> _Your task_
Render the rows as a two-column CSV with the header instruction,points, one CSV line per row. Begin at the row whose text contains "flower bud in the photo above." and continue through the last row, putting each row's text and its answer in separate quoted fields with line breaks turned into spaces.

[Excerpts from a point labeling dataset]
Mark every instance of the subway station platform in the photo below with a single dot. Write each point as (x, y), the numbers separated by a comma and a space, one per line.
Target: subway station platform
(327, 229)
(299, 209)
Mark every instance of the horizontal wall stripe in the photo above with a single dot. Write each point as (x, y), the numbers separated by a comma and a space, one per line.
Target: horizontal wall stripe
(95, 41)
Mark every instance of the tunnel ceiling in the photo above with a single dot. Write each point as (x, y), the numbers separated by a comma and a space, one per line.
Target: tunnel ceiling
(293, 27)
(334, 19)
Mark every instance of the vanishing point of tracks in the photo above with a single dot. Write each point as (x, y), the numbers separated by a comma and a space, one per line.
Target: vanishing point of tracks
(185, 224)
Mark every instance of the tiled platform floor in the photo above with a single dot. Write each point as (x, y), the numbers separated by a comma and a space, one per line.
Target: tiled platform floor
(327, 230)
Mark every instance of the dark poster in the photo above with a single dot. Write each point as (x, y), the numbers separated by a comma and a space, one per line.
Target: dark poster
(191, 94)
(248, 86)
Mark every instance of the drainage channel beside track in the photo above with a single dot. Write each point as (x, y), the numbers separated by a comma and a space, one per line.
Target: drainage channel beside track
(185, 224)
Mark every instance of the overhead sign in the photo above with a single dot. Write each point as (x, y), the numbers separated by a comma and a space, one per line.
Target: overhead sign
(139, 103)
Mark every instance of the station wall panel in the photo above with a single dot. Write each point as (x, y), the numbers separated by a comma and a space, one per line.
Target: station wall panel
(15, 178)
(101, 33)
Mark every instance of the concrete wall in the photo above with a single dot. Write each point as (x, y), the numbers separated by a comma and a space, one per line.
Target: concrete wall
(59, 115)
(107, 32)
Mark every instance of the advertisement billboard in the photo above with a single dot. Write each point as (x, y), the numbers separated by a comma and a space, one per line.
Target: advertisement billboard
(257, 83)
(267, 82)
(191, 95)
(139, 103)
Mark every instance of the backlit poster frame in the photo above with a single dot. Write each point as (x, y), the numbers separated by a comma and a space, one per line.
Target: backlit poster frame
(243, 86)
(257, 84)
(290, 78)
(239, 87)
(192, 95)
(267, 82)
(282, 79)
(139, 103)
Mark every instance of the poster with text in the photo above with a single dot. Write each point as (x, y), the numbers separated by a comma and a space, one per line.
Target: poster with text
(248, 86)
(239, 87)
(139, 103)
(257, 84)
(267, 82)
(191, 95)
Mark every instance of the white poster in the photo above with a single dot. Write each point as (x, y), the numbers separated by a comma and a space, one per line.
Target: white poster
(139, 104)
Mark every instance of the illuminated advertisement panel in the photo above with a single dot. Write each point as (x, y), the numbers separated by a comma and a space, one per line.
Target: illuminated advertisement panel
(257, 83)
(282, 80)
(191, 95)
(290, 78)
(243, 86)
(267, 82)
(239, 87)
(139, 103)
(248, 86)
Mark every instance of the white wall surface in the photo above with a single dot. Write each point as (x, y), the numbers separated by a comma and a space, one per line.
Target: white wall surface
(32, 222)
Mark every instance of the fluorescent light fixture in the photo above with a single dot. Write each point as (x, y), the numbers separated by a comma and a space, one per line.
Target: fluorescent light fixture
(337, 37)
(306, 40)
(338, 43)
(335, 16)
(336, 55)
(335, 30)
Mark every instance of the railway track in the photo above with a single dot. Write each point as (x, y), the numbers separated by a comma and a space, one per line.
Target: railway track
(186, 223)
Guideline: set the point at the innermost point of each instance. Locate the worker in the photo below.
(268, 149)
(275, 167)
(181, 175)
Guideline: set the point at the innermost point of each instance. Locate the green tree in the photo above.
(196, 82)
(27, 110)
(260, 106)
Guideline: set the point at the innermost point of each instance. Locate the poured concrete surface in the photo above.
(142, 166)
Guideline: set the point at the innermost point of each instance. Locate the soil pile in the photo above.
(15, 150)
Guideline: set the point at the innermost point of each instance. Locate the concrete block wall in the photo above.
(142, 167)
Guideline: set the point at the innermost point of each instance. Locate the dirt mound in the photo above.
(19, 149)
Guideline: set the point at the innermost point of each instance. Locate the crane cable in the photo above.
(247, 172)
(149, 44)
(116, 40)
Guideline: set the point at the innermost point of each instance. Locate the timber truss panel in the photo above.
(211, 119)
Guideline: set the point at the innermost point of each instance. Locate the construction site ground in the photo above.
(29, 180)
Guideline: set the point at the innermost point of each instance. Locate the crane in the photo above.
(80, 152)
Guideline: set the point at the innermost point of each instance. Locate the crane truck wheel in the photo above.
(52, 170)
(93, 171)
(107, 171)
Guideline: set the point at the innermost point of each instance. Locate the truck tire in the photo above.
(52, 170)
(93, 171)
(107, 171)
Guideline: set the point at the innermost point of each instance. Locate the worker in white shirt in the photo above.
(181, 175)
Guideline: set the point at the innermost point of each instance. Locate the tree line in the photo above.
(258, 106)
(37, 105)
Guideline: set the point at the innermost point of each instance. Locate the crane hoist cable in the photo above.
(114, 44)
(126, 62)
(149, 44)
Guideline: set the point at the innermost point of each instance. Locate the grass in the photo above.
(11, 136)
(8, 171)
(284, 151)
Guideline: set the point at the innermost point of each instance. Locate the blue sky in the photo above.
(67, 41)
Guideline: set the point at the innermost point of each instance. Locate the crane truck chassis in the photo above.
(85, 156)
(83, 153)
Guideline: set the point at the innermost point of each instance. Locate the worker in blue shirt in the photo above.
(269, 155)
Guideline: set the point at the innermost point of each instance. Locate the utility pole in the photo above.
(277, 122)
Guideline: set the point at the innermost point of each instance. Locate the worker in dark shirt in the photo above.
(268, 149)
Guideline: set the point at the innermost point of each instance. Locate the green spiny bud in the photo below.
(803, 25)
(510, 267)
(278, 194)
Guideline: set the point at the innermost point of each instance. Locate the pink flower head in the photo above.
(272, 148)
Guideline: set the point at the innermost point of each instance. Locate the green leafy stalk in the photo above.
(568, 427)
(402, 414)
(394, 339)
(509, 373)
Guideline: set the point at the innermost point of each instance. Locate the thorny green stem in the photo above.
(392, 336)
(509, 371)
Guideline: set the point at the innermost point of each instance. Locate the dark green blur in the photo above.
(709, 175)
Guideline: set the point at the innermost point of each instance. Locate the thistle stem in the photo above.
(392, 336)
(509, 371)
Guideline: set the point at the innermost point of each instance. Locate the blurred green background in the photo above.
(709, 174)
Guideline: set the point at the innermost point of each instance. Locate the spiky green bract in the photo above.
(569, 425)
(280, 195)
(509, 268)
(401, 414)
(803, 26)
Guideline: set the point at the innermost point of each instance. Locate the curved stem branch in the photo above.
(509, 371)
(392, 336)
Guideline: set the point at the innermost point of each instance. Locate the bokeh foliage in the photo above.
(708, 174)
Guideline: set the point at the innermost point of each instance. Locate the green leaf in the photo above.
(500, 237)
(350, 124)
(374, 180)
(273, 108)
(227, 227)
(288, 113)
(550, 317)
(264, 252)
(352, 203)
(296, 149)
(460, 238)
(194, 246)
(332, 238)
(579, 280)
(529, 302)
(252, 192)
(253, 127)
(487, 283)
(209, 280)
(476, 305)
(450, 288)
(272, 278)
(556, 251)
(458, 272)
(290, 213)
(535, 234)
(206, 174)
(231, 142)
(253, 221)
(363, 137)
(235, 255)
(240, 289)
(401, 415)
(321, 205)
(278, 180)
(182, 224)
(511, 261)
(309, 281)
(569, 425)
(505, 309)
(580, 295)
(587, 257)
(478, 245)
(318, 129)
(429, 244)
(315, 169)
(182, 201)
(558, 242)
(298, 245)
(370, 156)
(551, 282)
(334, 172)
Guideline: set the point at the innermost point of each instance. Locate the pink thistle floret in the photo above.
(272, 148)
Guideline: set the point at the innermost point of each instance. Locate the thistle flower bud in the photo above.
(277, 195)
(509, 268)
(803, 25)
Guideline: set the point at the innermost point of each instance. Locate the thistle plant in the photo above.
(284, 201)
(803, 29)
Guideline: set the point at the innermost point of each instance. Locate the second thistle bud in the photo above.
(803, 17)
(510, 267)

> _Answer_
instruction,points
"Guideline: set the point at the innermost point of each instance. Locate the thistle flower bud in the photo above.","(277, 195) (509, 268) (803, 25)"
"Guideline: set the point at the innermost point of each instance. Locate the thistle plant in the photo above.","(284, 201) (803, 29)"
"Guideline: set the point at the innermost point of each instance. Locate the second thistle bud in the photo above.","(803, 17) (510, 267)"